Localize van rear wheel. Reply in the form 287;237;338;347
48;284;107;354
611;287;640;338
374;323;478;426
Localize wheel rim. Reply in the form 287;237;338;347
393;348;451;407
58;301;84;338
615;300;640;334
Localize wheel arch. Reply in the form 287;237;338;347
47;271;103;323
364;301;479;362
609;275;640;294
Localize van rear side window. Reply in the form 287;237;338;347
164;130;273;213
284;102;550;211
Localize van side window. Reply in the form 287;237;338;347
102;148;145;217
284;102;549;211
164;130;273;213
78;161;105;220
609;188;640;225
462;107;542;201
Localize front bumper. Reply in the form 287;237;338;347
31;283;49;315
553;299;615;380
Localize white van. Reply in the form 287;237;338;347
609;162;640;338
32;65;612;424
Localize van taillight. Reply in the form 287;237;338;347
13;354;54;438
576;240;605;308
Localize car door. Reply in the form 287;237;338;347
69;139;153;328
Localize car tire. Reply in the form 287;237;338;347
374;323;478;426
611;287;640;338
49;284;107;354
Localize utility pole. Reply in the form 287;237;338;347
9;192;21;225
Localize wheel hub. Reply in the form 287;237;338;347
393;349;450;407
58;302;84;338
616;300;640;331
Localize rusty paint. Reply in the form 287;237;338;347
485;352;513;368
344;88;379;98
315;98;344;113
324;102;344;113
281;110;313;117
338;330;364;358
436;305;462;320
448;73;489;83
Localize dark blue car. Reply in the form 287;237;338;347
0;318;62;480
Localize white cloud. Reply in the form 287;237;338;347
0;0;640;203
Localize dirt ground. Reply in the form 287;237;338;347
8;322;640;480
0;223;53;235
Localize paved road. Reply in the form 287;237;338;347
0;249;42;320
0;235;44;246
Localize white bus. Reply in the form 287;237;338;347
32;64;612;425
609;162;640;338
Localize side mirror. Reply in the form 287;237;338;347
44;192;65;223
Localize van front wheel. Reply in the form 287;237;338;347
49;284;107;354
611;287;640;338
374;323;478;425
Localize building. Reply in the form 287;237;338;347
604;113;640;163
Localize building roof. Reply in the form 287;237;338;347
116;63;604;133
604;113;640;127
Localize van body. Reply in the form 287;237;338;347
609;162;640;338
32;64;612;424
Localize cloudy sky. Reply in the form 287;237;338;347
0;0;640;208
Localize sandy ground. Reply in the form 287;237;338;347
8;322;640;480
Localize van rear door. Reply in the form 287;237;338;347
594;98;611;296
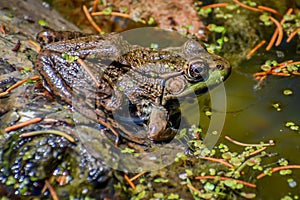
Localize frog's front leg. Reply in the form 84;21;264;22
148;105;176;142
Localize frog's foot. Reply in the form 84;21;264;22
148;106;176;142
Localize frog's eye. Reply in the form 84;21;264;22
186;61;208;82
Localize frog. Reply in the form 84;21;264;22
35;29;231;146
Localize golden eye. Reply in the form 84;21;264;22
187;61;208;82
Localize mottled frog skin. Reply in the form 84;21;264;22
36;30;231;145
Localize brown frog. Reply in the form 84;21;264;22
36;30;230;145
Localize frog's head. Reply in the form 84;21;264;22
182;40;231;93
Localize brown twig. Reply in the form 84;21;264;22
249;147;267;156
201;157;234;168
4;118;42;133
28;40;41;52
201;3;228;9
288;60;300;65
232;0;263;12
130;171;147;181
0;24;7;35
92;0;99;12
195;176;256;188
225;135;275;147
186;184;201;197
91;12;131;19
45;180;59;200
271;72;291;76
246;40;266;58
269;16;283;46
286;28;300;43
256;165;300;179
124;174;135;190
257;6;282;19
11;40;21;52
0;76;40;97
82;5;102;33
266;8;293;51
20;130;75;143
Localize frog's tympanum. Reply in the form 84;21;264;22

────────────────────

§ EXERCISE INSTRUCTIONS
Copy the data above exactly as it appears, everything from the line containing "Localize front bumper." down to the line containing "69;139;153;328", both of those lines included.

§ SOLVED PROBLEM
Localize front bumper. Reply in the form 287;237;338;347
31;283;49;315
553;299;615;380
Localize white van. Reply in the form 287;237;338;347
609;162;640;338
32;65;612;424
Localize van taillight. Reply in the form 287;237;338;347
13;354;54;438
576;240;605;308
Localize car door. Reply in the form 287;237;338;347
69;139;153;328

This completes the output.